What to do:
1 - In the news report on stalled coronavirus relief, what business does Kenneth Yowell own?
2 - Write the next part of the news report on stalled coronavirus relief talks, beginning after its last sentence.

Passage:
Kenneth Yowell knows practically every aspect of the restaurant business, from tending bar to dishwashing.

As the owner of the Oak City Meatball Shoppe in downtown Raleigh, he has watched the coronavirus cut his livelihood off at the knees.

While a Paycheck Protection Program loan helped him for a time, he and other North Carolina business owners are now looking to leaders in Washington for action.

"Without some kind of help from the federal government, I don't know where we go from here," he said, warning that more businesses and restaurants could close their doors permanently if there is not more assistance.

However, on Capitol Hill, the months-long stalemate over an additional round of coronavirus relief continues.

Talks about another aid bill are still stalled, as the coronavirus case count surges across the country, putting business owners and workers in a precarious position. With the end of 2020 in sight, several provisions aimed at helping those individuals are set to expire.

Source data:
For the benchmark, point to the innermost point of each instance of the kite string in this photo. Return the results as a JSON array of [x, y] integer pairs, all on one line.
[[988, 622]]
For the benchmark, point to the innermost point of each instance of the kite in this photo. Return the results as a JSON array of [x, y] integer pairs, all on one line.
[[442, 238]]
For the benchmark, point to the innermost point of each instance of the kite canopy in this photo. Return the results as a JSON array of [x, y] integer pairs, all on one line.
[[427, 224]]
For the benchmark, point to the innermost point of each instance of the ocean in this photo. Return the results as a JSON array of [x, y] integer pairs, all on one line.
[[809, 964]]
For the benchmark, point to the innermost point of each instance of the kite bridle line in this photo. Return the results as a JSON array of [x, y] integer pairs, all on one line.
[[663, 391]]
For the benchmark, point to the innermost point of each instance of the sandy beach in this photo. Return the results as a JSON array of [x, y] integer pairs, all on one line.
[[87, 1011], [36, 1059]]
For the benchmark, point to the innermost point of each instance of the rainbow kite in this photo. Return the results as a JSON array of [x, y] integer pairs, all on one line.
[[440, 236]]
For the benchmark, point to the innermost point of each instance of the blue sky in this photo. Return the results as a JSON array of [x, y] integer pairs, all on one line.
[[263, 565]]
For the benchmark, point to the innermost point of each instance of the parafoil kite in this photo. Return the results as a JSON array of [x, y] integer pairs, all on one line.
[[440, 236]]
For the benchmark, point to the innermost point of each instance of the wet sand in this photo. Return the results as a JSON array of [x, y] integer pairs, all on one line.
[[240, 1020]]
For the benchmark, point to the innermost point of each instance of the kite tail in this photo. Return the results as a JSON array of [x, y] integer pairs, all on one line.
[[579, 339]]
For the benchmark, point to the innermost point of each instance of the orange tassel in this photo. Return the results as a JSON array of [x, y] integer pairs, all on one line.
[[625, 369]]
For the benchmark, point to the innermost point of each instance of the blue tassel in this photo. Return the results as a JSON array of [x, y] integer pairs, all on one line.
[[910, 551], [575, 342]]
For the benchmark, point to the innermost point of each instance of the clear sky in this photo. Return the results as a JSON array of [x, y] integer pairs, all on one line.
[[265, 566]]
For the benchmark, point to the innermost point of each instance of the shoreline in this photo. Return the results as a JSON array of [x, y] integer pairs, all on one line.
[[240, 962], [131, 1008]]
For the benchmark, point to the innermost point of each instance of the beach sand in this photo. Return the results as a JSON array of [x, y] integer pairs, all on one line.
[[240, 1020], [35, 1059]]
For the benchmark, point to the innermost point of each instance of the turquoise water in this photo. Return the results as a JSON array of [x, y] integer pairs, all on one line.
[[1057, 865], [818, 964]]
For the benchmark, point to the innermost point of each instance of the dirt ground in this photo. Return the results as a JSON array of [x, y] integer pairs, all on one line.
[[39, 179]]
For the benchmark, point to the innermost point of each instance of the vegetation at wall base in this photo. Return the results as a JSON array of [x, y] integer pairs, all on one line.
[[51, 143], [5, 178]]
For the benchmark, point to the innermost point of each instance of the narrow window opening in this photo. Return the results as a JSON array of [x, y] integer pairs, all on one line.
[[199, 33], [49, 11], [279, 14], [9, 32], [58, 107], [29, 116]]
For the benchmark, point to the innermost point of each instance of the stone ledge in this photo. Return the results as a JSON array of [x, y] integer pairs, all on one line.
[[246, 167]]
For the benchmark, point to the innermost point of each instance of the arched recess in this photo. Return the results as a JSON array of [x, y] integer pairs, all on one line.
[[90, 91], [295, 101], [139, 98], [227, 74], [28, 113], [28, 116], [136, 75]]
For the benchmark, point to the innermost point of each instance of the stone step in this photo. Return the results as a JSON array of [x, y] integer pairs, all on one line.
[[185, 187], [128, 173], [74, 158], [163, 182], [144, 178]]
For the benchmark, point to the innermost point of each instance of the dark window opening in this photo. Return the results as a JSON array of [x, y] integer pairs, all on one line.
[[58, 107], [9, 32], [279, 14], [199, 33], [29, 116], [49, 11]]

Answers below:
1 - He owns the Oak City Meatball Shoppe in downtown Raleigh.

2 -
This week, President-elect Joe Biden, who will inherit the economic crisis when he takes office in January, called on lawmakers to act, suggesting they pass something like the multi-trillion dollar Heroes Act backed by House Democrats.

“Once we shut down the virus and deliver economic relief to workers and businesses, then we can start to build back better than before,” Biden said at a press conference Monday.

But in Washington, Republicans and Democrats remain divided over how large any aid bill should be and what it should include. The separate proposals touted by House and Senate leaders are well over a trillion dollars apart.

“That should have been done before the election,” said Rep. David Price, D-4th District, of another round of relief. “House Democrats did it six months ago - the Heroes Act - renewing the unemployment assistance, renewing the small business support.”

The Heroes Act, which passed the House, has gone nowhere in the GOP-controlled Senate.

Rep. Dan Bishop, R-9th District, labeled provisions included in the Heroes Act “absurd.”

“I’ve been a believer consistently that we need another package,” he said, while stressing the spending needs to be “targeted appropriately.”

With a new Congress set to be seated in January, can the outgoing Congress reach a compromise during the lame duck period? That remains to be seen.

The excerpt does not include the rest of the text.